Ideal for Lightweight, Flexible, and Modern VM Management: KubeVirt is well-suited for scenarios requiring lightweight, flexible, and modern virtual machine management. Users can run their virtual workloads alongside container workloads, managing them in the same manner. They can also leverage familiar cloud-native tools such as Tekton, Istio, ArgoCD, and more, which are already favored by cloud-native users.

What‘s new in kubeVirt 1.0 ？

In POC phase, two RPM-based packages and six container images were used, providing an extension for virtual machine management within Kubernetes:

kubevirt-virtctl: This package can be installed on any machine with administrator access to the cluster. It contains the virtctl tool, which simplifies virtual machine management using kubectl. While kubectl can be used for this purpose, managing VMs can be complex due to their stateful nature. The virtctl tool abstracts this complexity, enabling operations like starting, stopping, pausing, unpausing, and migrating VMs. It also provides access to the virtual machine’s serial console and graphics server.
kubevirt-manifests: This package contains manifests for installing KubeVirt. Key files include kubevirt-cr.yaml, representing the KubeVirt Custom Resource definition, and kubevirt-operator.yaml, which deploys the KubeVirt operator responsible for managing the KubeVirt service within the cluster.

The container images are as follows:

virt-api: Provides a Kubernetes API extension for virtual machine resources.
virt-controller: Watches for new or updated objects created via virt-api and ensures object states match the requested state.
virt-handler: A DaemonSet and node component that keeps cluster-level virtual machine objects in sync with libvirtd domains running in virt-launcher. It can also perform node-centric operations like configuring networking and storage.

**Given entries:**
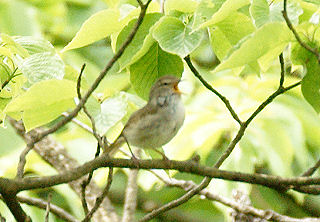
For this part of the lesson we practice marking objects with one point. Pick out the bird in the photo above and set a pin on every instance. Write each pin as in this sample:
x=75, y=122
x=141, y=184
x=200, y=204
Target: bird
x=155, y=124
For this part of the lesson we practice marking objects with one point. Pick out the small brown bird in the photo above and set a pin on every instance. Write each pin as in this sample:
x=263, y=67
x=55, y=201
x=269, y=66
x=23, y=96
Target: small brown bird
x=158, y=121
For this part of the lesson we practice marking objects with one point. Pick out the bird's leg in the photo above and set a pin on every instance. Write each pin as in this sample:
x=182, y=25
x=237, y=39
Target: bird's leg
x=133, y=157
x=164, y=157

==

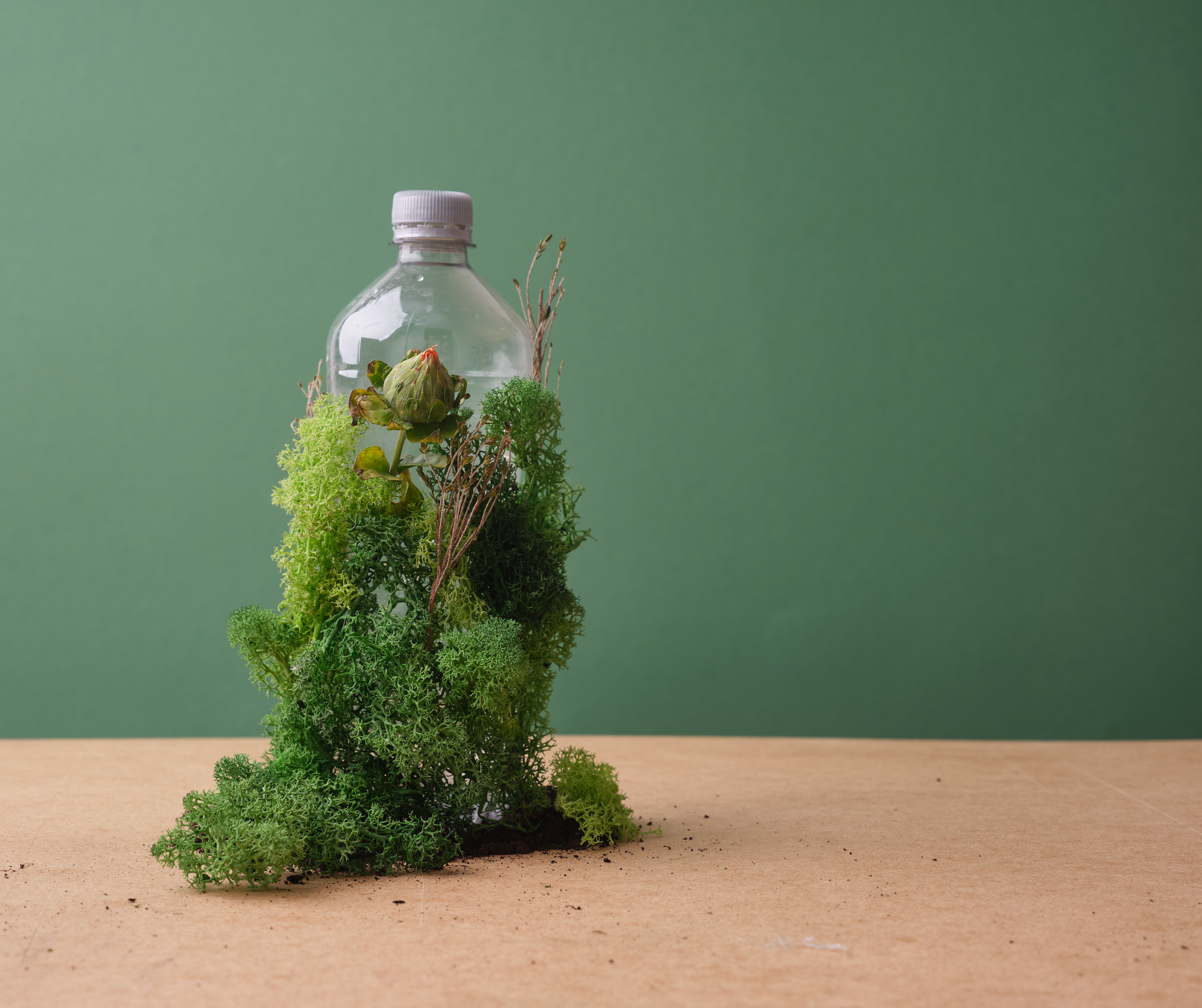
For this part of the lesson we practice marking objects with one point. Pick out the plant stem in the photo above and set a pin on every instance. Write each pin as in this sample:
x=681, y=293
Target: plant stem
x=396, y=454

**Your instructions:** Reproduce the KubeVirt passage from "virt-handler: A DaemonSet" up to and including "networking and storage.", renaming "virt-launcher" to "the launcher pod".

**Task output:**
virt-handler: A DaemonSet and node component that keeps cluster-level virtual machine objects in sync with libvirtd domains running in the launcher pod. It can also perform node-centric operations like configuring networking and storage.